• **How to complete this task**:
Where the data below contains pictures, omit them; output the rest word for word.

Stored data entries:
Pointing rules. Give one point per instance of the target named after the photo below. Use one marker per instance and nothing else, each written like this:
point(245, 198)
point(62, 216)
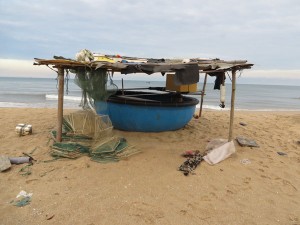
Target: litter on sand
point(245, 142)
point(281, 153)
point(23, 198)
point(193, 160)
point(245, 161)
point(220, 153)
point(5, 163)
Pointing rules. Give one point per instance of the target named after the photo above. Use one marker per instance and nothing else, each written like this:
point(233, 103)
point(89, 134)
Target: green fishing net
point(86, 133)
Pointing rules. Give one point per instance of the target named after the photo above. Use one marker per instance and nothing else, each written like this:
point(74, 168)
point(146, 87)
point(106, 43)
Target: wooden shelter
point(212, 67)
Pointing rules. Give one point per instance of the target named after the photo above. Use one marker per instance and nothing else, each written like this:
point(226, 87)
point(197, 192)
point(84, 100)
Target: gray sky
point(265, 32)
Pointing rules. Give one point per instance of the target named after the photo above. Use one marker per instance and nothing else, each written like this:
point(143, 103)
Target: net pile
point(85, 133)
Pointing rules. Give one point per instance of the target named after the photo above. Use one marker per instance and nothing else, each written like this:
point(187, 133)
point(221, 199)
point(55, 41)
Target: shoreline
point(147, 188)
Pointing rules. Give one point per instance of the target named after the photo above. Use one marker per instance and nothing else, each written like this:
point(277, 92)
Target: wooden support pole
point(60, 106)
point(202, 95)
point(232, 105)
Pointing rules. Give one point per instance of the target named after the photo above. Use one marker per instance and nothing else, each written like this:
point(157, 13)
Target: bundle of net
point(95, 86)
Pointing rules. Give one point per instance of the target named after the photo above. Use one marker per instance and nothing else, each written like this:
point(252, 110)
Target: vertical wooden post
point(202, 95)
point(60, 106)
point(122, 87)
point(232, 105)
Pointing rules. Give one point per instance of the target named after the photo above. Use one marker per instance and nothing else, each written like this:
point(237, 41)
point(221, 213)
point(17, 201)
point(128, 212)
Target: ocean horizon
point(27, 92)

• **Response**:
Pointing rules. Give one point per instance of the target named after the photo below. Use one marker per instance and nothing else, each written like this:
point(245, 198)
point(62, 216)
Target: litter on sand
point(245, 142)
point(281, 153)
point(23, 198)
point(193, 160)
point(245, 161)
point(220, 153)
point(5, 163)
Pointing rules. Give one point per instance of the target named after the photo above. Use one marker per instance and nothing else, each written like this:
point(233, 103)
point(89, 134)
Target: green fishing net
point(86, 133)
Pointing rules. Give one point per instance of the target named after the photo above. Use one marker per instance and nothing else, each written like this:
point(74, 168)
point(146, 87)
point(106, 43)
Target: wooden shelter
point(212, 67)
Pointing rules. Give one point per instance of the target named after the photo above. Use one marker per instance and nothing else, each written like this:
point(226, 87)
point(197, 192)
point(84, 100)
Target: gray sky
point(265, 32)
Pointing rules. Give one point per instance of the target named after the photo above. Use one marker per instance and nothing else, each written like this:
point(143, 103)
Target: net pile
point(85, 133)
Pointing rules. Give one point per instance of the target named after the photo above. Use one marker per instance and nothing else, each written like this:
point(187, 133)
point(221, 199)
point(55, 41)
Target: shoreline
point(147, 188)
Pointing rules. Give one point per instance of the target named after the photo above. Use one marker per instance and nothing else, each written like this:
point(277, 92)
Target: wooden support pole
point(60, 106)
point(202, 95)
point(232, 105)
Pointing rules. Give one point per instance of the target named after the photo above. Use one marker per instance and nothing else, each written like this:
point(157, 13)
Target: bundle of net
point(95, 86)
Pointing rules. Give one point per instance of the target named after the photo above. Use one marker per instance and nothing else, each written like this:
point(252, 110)
Target: vertical wooden post
point(202, 95)
point(60, 106)
point(122, 87)
point(232, 105)
Pointing rules. Give one point per instance of the target named after the photo above. Use one marker per instance and nothing else, each written like this:
point(237, 41)
point(221, 213)
point(17, 201)
point(128, 212)
Target: ocean horizon
point(27, 92)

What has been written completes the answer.